** Opening Dataset entries block **

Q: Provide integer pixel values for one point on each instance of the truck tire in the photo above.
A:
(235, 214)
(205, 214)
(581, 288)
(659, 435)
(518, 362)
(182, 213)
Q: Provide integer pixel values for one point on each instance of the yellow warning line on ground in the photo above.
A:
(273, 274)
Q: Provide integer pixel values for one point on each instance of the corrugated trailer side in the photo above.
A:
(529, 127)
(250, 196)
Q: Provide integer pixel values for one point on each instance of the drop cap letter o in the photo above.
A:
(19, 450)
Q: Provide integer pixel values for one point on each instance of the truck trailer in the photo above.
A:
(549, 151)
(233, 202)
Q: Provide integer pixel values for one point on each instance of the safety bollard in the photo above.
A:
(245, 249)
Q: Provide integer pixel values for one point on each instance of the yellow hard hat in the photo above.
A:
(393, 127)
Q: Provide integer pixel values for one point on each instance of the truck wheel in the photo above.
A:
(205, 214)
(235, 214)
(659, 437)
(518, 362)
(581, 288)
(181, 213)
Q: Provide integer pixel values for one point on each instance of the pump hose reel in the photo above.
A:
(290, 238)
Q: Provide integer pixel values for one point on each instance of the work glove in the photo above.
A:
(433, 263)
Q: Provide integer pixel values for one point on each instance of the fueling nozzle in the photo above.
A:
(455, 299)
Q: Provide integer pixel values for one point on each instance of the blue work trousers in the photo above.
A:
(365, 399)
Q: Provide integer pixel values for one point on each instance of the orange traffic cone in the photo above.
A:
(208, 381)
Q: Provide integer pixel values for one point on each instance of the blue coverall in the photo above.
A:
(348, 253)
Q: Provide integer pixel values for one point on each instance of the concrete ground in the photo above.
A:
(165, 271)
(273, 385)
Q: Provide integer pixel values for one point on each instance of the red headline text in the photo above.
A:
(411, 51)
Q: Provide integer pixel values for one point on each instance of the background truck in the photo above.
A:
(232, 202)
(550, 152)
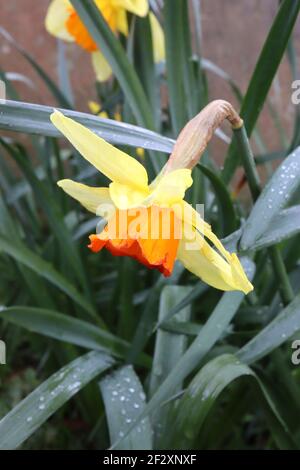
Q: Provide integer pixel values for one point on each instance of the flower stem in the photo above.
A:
(285, 288)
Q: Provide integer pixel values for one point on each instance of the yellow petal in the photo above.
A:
(137, 7)
(171, 187)
(218, 268)
(101, 67)
(122, 23)
(57, 15)
(115, 164)
(158, 39)
(96, 200)
(125, 197)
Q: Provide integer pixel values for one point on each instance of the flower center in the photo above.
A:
(149, 235)
(77, 29)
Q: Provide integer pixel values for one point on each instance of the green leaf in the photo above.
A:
(69, 329)
(115, 55)
(273, 198)
(201, 395)
(148, 318)
(264, 73)
(173, 11)
(206, 339)
(53, 212)
(282, 227)
(280, 330)
(36, 408)
(24, 255)
(169, 348)
(124, 399)
(35, 119)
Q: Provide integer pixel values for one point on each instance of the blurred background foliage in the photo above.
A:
(172, 362)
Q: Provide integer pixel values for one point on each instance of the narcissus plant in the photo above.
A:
(149, 222)
(63, 22)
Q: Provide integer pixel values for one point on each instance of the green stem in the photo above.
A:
(285, 288)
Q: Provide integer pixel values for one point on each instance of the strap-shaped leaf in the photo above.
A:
(66, 328)
(280, 330)
(45, 400)
(35, 119)
(124, 399)
(201, 395)
(273, 199)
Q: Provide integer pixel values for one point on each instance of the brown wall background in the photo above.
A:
(233, 34)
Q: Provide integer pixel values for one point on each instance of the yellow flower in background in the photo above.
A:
(161, 200)
(95, 108)
(63, 22)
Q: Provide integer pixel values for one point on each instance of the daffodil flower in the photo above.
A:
(63, 22)
(164, 198)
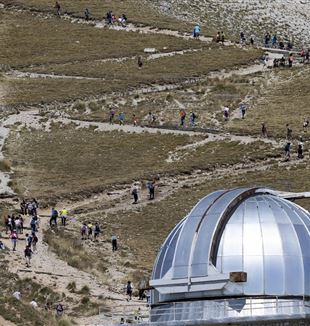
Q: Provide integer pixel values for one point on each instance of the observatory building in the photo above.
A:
(241, 256)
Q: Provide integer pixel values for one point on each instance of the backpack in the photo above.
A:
(27, 252)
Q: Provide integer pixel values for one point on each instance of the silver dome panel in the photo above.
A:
(249, 230)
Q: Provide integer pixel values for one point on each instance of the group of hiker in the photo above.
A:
(136, 189)
(111, 18)
(120, 118)
(300, 143)
(15, 226)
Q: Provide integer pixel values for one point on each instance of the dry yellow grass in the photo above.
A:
(33, 40)
(144, 231)
(138, 12)
(68, 162)
(285, 101)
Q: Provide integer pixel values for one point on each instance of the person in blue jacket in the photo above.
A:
(197, 31)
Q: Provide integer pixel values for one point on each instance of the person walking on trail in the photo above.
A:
(111, 116)
(289, 132)
(33, 224)
(305, 124)
(135, 193)
(87, 14)
(196, 31)
(222, 36)
(192, 119)
(151, 188)
(264, 130)
(54, 216)
(140, 62)
(28, 253)
(59, 310)
(114, 242)
(83, 231)
(63, 216)
(89, 230)
(300, 152)
(182, 118)
(242, 110)
(121, 118)
(34, 242)
(57, 8)
(226, 113)
(287, 151)
(97, 231)
(13, 237)
(129, 289)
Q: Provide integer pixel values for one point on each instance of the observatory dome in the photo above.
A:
(252, 233)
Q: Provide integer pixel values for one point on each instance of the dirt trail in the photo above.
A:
(4, 322)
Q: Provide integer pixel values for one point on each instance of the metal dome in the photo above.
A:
(253, 231)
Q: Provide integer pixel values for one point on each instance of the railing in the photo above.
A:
(134, 313)
(203, 310)
(249, 307)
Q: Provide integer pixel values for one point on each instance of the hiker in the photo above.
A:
(18, 224)
(264, 130)
(122, 20)
(13, 237)
(290, 60)
(307, 56)
(226, 113)
(135, 192)
(23, 207)
(34, 242)
(33, 304)
(140, 62)
(59, 309)
(242, 38)
(274, 41)
(83, 231)
(121, 118)
(300, 152)
(97, 231)
(17, 295)
(196, 32)
(182, 118)
(33, 224)
(142, 286)
(54, 216)
(89, 230)
(287, 151)
(151, 188)
(289, 132)
(87, 14)
(242, 109)
(63, 216)
(109, 17)
(28, 239)
(222, 36)
(305, 124)
(57, 8)
(192, 118)
(111, 116)
(129, 289)
(114, 242)
(267, 40)
(134, 120)
(28, 253)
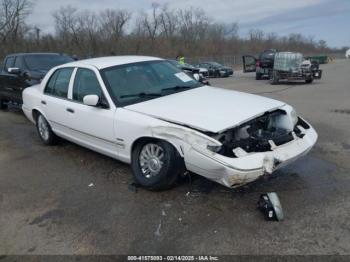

** Closing Dataset entries block **

Set down the lines of the records above exactly, apart from the pictures.

### Task answer
Q: Provide integer pixel values for one point on each instance of the truck tire in the photo above.
A:
(235, 214)
(205, 214)
(581, 288)
(659, 435)
(518, 362)
(182, 213)
Q: Provide integer pixel values for one point on each instance of the yellow warning line on ground in the photo above.
A:
(273, 274)
Q: Provide integer pixel values for one point on each instance of the corrugated trailer side in the photo above.
A:
(529, 127)
(250, 196)
Q: Provide integer pixel values for one point on each instance of the drop cap letter o in the photo above.
A:
(19, 450)
Q: Provide integer pixel values for one point on each instance of the truck trailer in the photo above.
A:
(549, 151)
(233, 202)
Q: Provide integer pixel values for one point on each instance of the safety bollard in the photo above.
A:
(245, 249)
Q: Provide integer pixel values for one point on each instance of the yellow hard hat in the photo above.
A:
(393, 127)
Q: Provide integer pixel values for one point on each instance of the truck wheel in the photo above.
A:
(205, 214)
(235, 214)
(659, 437)
(518, 362)
(581, 288)
(181, 213)
Q: Provide integer pixel values for one point on each instance of the pump hose reel in the photo above.
A:
(290, 238)
Q: Provide integer pixel values for one point on each instance of the work glove in the photo above.
A:
(433, 263)
Q: Provide integer pixel values for one point on each instance of the fueling nozzle in the photo above.
A:
(455, 299)
Q: Provide integer pixel values for one point on each instance of the blue work trousers in the photo above.
A:
(365, 399)
Q: Provide integer pixel values for one point on each instance of the orange traffic cone in the photo above.
A:
(208, 381)
Q: Provide integer pixel values for one point on each instance of the blue coverall in the photo above.
A:
(348, 253)
Q: Provide integer pixel values for one point on each instance of the concrete ground in the photo above.
A:
(165, 271)
(273, 385)
Q: Provide integer pixel values for one point on each instance of the red headline text in the photo above.
A:
(411, 51)
Q: Provide integer pixel values for one point on each instance of the background truck in the photo above.
A:
(232, 202)
(550, 152)
Q: Provide integer pixel values for one point on each instance of the flower stem in the photo above.
A:
(285, 288)
Q: Provide integer pixel values for one point on each instance of the yellow petal in the photo above.
A:
(137, 7)
(171, 187)
(218, 268)
(101, 67)
(122, 23)
(57, 15)
(115, 164)
(158, 39)
(96, 200)
(125, 197)
Q: Provide integer pixel values for one point on each instance of the flower center in the photo above.
A:
(149, 235)
(77, 29)
Q: Provide integer pixel values for one point on each instance of the green leaf in the photo above.
A:
(69, 329)
(115, 55)
(273, 198)
(201, 395)
(148, 318)
(264, 73)
(173, 11)
(206, 339)
(53, 212)
(282, 227)
(280, 330)
(36, 408)
(24, 255)
(169, 348)
(124, 399)
(35, 119)
Q: Provide integer pixel values for one point on each instance of the blurred background foliage in the photo above.
A:
(172, 362)
Q: Provide integer pixel values for one point on each instance of the narcissus plant in the photo above.
A:
(149, 222)
(63, 22)
Q: Provide integer pixel values for one point on each instance of the green stem in the photo above.
A:
(285, 288)
Q: Provide integer pixel values for one point on each instance of the strap-shaped leaf in the photo above.
A:
(66, 328)
(280, 330)
(45, 400)
(35, 119)
(124, 399)
(201, 395)
(273, 199)
Q: Provide integer pixel values for one point on each instance of the brown wall background in the photo above.
A:
(233, 34)
Q: Provide integer pixel values for one point on each instance of the yellow flower in background in the photo above.
A:
(161, 200)
(95, 108)
(63, 22)
Q: Provide integer pixel values for one point on each instance of the daffodil flower in the photo above.
A:
(63, 22)
(164, 198)
Q: Provide integer pixel values for one point on each instance of the observatory building in the photo above.
A:
(241, 256)
Q: Provide integer pixel values for one point on each instance of the backpack in the photo above.
A:
(27, 252)
Q: Provide integer pixel values for one point on each instance of the silver dome panel in the photo above.
A:
(249, 230)
Q: Provide integer pixel values for one point on each instance of the group of hiker in the photo above.
A:
(136, 189)
(111, 18)
(120, 118)
(300, 143)
(15, 226)
Q: Provide integer pixel values for one point on each instance of the dry yellow grass in the photo above.
A:
(33, 40)
(144, 231)
(138, 12)
(68, 162)
(285, 101)
Q: Provide integer pixel values for one point on each instance of the person in blue jacket in the photo above.
A:
(197, 31)
Q: Provide integer pixel values for one point on each instance of the person walking on trail in the photo above.
A:
(111, 116)
(289, 132)
(33, 224)
(305, 124)
(135, 193)
(87, 14)
(196, 31)
(222, 36)
(192, 119)
(151, 188)
(264, 130)
(54, 216)
(140, 62)
(28, 253)
(59, 310)
(114, 242)
(83, 231)
(63, 216)
(89, 230)
(300, 152)
(182, 118)
(242, 110)
(121, 118)
(34, 242)
(57, 8)
(226, 113)
(287, 151)
(97, 231)
(13, 237)
(129, 289)
Q: Provide integer pixel values for one point on each instance of the observatory dome in the photo above.
A:
(252, 233)
Q: Provide integer pixel values for one point on each instance of the dirt trail in the photo above.
A:
(4, 322)
Q: Provide integer pixel values for one point on each instance of the metal dome in the photo above.
A:
(253, 231)
Q: Provide integer pixel values for one point on each instance of the railing in the photo above.
A:
(134, 313)
(203, 310)
(249, 307)
Q: Provide integer pixel values for one point on each instance of the hiker in the photo above.
A:
(18, 224)
(264, 130)
(122, 20)
(13, 237)
(290, 60)
(307, 56)
(226, 113)
(135, 192)
(23, 207)
(34, 242)
(33, 304)
(140, 62)
(59, 309)
(242, 38)
(274, 41)
(83, 231)
(121, 118)
(300, 152)
(97, 231)
(17, 295)
(196, 32)
(182, 118)
(33, 224)
(142, 286)
(54, 216)
(89, 230)
(287, 151)
(151, 188)
(289, 132)
(87, 14)
(242, 109)
(63, 216)
(109, 17)
(28, 239)
(222, 36)
(305, 124)
(57, 8)
(192, 118)
(111, 116)
(129, 289)
(114, 242)
(267, 40)
(134, 120)
(28, 253)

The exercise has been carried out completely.